Stored data entries

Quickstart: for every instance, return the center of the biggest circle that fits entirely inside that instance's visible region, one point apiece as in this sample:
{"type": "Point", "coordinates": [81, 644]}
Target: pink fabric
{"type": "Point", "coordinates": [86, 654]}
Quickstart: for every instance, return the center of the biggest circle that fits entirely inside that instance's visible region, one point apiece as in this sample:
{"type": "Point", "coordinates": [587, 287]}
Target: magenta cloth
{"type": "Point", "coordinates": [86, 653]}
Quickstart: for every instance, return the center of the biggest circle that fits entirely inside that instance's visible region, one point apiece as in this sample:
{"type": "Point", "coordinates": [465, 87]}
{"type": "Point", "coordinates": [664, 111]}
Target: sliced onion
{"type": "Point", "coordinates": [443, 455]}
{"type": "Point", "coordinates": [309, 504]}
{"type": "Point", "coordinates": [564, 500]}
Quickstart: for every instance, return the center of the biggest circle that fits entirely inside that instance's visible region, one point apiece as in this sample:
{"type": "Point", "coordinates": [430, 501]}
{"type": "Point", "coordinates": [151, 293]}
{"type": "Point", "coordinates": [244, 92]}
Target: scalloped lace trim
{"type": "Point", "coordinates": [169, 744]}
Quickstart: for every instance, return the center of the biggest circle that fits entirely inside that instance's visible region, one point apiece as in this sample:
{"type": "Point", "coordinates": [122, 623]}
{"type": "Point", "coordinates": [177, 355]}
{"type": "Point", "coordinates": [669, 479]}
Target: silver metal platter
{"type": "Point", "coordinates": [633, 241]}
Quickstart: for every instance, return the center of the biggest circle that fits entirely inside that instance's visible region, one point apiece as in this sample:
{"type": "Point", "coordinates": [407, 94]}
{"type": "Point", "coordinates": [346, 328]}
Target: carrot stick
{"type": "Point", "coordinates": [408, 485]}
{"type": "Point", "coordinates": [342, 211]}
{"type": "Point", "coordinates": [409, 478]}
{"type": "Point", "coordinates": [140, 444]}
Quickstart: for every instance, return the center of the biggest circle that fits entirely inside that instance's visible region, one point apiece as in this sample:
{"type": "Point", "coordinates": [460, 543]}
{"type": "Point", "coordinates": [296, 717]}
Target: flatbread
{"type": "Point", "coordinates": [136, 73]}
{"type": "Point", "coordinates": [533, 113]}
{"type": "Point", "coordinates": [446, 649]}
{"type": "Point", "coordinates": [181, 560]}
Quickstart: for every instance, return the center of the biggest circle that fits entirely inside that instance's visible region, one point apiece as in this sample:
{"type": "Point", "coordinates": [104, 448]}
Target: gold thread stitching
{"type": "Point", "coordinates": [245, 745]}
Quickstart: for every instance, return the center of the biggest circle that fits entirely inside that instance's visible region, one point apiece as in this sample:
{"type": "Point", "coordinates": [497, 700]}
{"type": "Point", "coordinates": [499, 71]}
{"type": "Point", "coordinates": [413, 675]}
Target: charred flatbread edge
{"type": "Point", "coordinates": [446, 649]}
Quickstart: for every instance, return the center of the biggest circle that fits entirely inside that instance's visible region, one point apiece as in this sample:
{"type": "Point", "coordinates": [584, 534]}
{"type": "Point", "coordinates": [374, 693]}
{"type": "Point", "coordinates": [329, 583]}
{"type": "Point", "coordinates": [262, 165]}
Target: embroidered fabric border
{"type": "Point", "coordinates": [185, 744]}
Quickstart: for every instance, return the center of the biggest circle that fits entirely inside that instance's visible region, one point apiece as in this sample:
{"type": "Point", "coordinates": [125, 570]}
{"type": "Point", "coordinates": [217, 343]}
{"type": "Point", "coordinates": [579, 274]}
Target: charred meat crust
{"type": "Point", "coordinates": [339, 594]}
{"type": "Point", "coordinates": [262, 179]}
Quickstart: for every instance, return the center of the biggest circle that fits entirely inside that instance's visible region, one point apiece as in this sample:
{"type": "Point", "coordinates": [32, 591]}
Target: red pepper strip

:: Activity ::
Exactly as they appear above, print all the entries.

:: Result below ::
Quickstart: for every instance, return the center of the biggest circle that fits entirely inside that instance's visible region, one point apiece as in this sample:
{"type": "Point", "coordinates": [81, 644]}
Target: pink fabric
{"type": "Point", "coordinates": [86, 654]}
Quickstart: for every instance, return the center of the biggest circle that fits entirely inside that instance's visible region, one point apiece as in this sample:
{"type": "Point", "coordinates": [587, 287]}
Target: magenta cloth
{"type": "Point", "coordinates": [86, 653]}
Quickstart: for every instance, return the center of the biggest circle that fits entirely inside that instance's visible region, one point apiece as in this sample:
{"type": "Point", "coordinates": [465, 87]}
{"type": "Point", "coordinates": [664, 111]}
Target: sliced onion
{"type": "Point", "coordinates": [443, 455]}
{"type": "Point", "coordinates": [309, 504]}
{"type": "Point", "coordinates": [564, 500]}
Quickstart: for every instance, return the center of the biggest circle that fits entirely inside that instance's visible region, one point apiece as in this sample:
{"type": "Point", "coordinates": [430, 501]}
{"type": "Point", "coordinates": [151, 293]}
{"type": "Point", "coordinates": [244, 92]}
Target: scalloped lace trim
{"type": "Point", "coordinates": [169, 744]}
Quickstart: for every instance, return the center of the biggest circle that fits entirely inside that instance's visible region, one point apiece as in this sample:
{"type": "Point", "coordinates": [122, 623]}
{"type": "Point", "coordinates": [177, 355]}
{"type": "Point", "coordinates": [669, 479]}
Target: silver metal platter
{"type": "Point", "coordinates": [633, 241]}
Quickstart: for every instance, return the center of the biggest circle that fits entirely inside that instance's visible region, one point apiece as in this sample:
{"type": "Point", "coordinates": [407, 94]}
{"type": "Point", "coordinates": [346, 328]}
Target: carrot stick
{"type": "Point", "coordinates": [408, 485]}
{"type": "Point", "coordinates": [342, 211]}
{"type": "Point", "coordinates": [409, 478]}
{"type": "Point", "coordinates": [140, 444]}
Quickstart: for every instance, return the center of the biggest circle that fits entirely inside that instance's visible region, one point apiece as in this sample:
{"type": "Point", "coordinates": [460, 543]}
{"type": "Point", "coordinates": [296, 717]}
Target: flatbread
{"type": "Point", "coordinates": [136, 73]}
{"type": "Point", "coordinates": [533, 113]}
{"type": "Point", "coordinates": [446, 649]}
{"type": "Point", "coordinates": [181, 560]}
Quickstart: for every instance, return the center of the biggest circle that fits entirely inside that instance's visible region, one point apiece as in this sample:
{"type": "Point", "coordinates": [104, 448]}
Target: gold thread stitching
{"type": "Point", "coordinates": [245, 745]}
Quickstart: for every instance, return the center of the biggest circle that fits entirely inside that instance's visible region, one point apiece as in this sample:
{"type": "Point", "coordinates": [497, 700]}
{"type": "Point", "coordinates": [499, 71]}
{"type": "Point", "coordinates": [413, 675]}
Target: charred flatbread edge
{"type": "Point", "coordinates": [446, 649]}
Quickstart: for every instance, return the center of the biggest circle that fits entirely inside that instance's visible region, one point apiece as in this sample:
{"type": "Point", "coordinates": [584, 534]}
{"type": "Point", "coordinates": [374, 693]}
{"type": "Point", "coordinates": [329, 583]}
{"type": "Point", "coordinates": [262, 165]}
Target: embroidered fabric border
{"type": "Point", "coordinates": [185, 744]}
Quickstart: for every instance, return the center of the biggest circle that fits entirely inside that instance's visible region, one point apiece as in this sample:
{"type": "Point", "coordinates": [125, 570]}
{"type": "Point", "coordinates": [217, 343]}
{"type": "Point", "coordinates": [579, 274]}
Target: charred meat crust
{"type": "Point", "coordinates": [339, 594]}
{"type": "Point", "coordinates": [262, 179]}
Quickstart: for every instance, return the center of the biggest circle that fits entirely inside that instance's visible region, one point apiece as in this sample:
{"type": "Point", "coordinates": [32, 591]}
Target: red pepper strip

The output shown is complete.